Exercise goal => List every line from the listing below that contains the word "patio".

# Start of Material provided

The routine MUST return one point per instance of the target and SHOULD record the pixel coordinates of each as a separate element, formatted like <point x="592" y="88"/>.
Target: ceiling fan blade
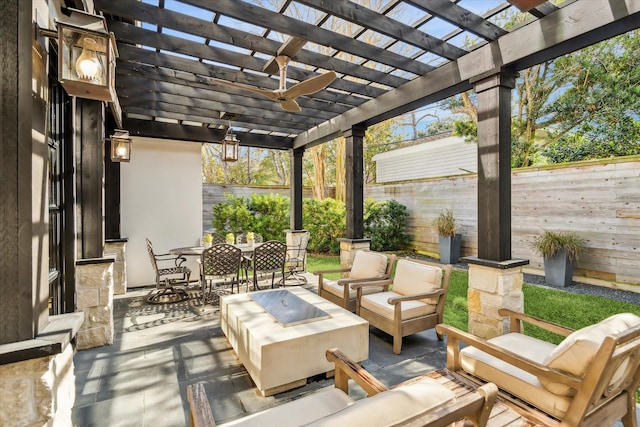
<point x="268" y="93"/>
<point x="312" y="85"/>
<point x="290" y="105"/>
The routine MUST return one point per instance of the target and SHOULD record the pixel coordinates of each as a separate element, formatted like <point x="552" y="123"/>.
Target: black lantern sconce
<point x="230" y="145"/>
<point x="87" y="57"/>
<point x="120" y="146"/>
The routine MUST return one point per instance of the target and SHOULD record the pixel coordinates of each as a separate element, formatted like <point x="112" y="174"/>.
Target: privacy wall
<point x="600" y="200"/>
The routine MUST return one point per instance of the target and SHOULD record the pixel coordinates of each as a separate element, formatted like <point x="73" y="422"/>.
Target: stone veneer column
<point x="118" y="249"/>
<point x="37" y="377"/>
<point x="493" y="285"/>
<point x="348" y="249"/>
<point x="94" y="296"/>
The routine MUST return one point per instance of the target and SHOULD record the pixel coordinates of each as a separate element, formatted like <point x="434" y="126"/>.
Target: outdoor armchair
<point x="415" y="303"/>
<point x="367" y="266"/>
<point x="589" y="379"/>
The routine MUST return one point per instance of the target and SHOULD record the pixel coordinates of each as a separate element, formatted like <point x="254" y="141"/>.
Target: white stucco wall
<point x="161" y="199"/>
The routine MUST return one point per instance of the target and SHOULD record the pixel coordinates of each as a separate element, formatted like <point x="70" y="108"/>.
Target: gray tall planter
<point x="450" y="248"/>
<point x="558" y="269"/>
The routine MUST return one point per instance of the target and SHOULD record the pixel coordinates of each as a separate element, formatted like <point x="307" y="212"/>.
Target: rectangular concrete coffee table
<point x="280" y="358"/>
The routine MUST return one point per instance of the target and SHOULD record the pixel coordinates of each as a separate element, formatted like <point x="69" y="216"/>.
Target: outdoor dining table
<point x="197" y="250"/>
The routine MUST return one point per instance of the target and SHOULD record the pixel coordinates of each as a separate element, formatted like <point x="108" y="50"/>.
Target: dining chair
<point x="219" y="264"/>
<point x="269" y="257"/>
<point x="247" y="257"/>
<point x="296" y="257"/>
<point x="169" y="273"/>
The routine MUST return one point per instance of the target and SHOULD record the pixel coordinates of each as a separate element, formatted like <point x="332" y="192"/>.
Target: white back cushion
<point x="368" y="264"/>
<point x="575" y="352"/>
<point x="414" y="278"/>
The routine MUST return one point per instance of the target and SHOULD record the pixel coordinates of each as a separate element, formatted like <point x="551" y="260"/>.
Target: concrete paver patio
<point x="141" y="379"/>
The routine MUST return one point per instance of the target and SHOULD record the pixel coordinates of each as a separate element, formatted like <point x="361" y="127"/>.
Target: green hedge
<point x="268" y="215"/>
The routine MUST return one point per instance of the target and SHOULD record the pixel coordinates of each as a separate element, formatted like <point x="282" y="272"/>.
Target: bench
<point x="422" y="402"/>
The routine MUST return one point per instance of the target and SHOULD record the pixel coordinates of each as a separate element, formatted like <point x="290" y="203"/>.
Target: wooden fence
<point x="600" y="200"/>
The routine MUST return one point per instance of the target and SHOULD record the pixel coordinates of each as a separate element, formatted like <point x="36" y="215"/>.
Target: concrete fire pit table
<point x="281" y="335"/>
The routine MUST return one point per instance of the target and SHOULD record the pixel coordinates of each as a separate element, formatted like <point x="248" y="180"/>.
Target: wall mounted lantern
<point x="230" y="145"/>
<point x="120" y="146"/>
<point x="87" y="56"/>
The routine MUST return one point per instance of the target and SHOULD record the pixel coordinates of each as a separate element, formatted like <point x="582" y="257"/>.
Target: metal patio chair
<point x="169" y="273"/>
<point x="219" y="264"/>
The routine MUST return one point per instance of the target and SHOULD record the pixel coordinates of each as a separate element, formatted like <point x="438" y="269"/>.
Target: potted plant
<point x="450" y="241"/>
<point x="560" y="252"/>
<point x="208" y="239"/>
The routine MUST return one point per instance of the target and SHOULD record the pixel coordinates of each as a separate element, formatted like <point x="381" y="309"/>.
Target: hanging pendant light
<point x="230" y="145"/>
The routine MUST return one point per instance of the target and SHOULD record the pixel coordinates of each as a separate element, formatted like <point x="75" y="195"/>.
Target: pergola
<point x="175" y="58"/>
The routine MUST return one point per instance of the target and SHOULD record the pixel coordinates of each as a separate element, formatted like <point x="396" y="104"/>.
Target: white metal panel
<point x="161" y="198"/>
<point x="443" y="157"/>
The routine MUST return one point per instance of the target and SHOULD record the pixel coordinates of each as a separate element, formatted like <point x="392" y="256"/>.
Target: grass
<point x="564" y="308"/>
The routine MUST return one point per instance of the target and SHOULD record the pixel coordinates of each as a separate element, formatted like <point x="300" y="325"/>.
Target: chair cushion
<point x="338" y="290"/>
<point x="575" y="353"/>
<point x="297" y="412"/>
<point x="377" y="303"/>
<point x="368" y="264"/>
<point x="394" y="407"/>
<point x="414" y="278"/>
<point x="515" y="380"/>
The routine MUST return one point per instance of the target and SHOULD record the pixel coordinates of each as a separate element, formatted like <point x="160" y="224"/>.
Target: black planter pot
<point x="558" y="269"/>
<point x="450" y="248"/>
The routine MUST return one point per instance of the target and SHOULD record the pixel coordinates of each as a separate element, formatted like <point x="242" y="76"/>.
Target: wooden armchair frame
<point x="475" y="407"/>
<point x="345" y="301"/>
<point x="595" y="402"/>
<point x="399" y="327"/>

# End of Material provided

Solution for this exercise =>
Target: concrete paver patio
Target: metal patio chair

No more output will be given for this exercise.